§ Records for the exercise:
>> begin

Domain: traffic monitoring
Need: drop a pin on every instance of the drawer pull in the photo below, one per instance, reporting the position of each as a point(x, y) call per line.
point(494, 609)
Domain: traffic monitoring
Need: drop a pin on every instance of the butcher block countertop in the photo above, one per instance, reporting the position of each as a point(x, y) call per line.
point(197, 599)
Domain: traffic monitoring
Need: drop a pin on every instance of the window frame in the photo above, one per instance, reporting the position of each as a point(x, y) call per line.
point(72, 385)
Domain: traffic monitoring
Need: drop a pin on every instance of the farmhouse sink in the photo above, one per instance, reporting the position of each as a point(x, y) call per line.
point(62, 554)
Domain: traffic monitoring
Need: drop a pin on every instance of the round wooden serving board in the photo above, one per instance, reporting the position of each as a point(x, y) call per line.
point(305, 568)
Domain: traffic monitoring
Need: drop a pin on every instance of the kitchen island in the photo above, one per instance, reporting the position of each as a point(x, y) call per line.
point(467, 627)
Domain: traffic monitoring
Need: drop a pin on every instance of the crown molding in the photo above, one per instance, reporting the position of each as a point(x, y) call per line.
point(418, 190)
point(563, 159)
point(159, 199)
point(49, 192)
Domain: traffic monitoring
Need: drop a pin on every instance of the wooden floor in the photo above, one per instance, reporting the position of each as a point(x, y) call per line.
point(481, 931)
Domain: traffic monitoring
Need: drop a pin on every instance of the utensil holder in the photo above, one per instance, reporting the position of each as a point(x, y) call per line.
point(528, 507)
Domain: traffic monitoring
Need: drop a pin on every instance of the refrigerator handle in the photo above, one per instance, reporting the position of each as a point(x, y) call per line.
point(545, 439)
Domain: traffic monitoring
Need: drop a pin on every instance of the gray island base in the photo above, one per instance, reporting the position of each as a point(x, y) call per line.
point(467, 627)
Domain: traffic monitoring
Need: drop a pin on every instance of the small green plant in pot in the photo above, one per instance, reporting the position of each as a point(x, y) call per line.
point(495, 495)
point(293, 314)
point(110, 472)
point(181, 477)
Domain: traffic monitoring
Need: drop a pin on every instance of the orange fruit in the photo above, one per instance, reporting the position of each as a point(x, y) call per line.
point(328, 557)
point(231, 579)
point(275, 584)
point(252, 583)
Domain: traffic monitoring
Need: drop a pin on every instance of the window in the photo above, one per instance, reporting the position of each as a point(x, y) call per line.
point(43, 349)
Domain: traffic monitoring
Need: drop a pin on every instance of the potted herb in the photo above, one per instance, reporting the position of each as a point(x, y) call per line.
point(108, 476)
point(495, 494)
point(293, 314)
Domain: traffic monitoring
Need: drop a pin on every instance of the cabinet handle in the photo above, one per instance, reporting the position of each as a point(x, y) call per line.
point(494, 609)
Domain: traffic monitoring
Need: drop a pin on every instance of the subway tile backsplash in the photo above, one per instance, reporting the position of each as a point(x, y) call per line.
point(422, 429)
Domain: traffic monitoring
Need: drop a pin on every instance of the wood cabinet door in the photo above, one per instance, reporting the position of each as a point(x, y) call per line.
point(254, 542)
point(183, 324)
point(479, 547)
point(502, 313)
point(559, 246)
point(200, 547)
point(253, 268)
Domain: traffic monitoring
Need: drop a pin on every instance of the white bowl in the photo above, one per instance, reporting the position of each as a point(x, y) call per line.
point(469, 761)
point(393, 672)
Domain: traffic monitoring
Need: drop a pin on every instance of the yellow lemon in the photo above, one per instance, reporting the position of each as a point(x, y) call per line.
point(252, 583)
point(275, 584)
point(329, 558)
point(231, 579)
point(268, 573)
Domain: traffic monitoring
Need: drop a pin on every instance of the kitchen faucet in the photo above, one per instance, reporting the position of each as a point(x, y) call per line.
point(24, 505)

>> end

§ Requirements: Gather and copy out every line of the records above that contains the string "kitchen". Case counts.

§ Task answer:
Need: drop a pin on every instance of the kitchen island in the photo above, one per instance, reporting the position of each as a point(x, y) call per line.
Need: drop a pin on every instance of the kitchen faucet in the photo above, one per instance, reporting the position of each as a point(x, y) call per line.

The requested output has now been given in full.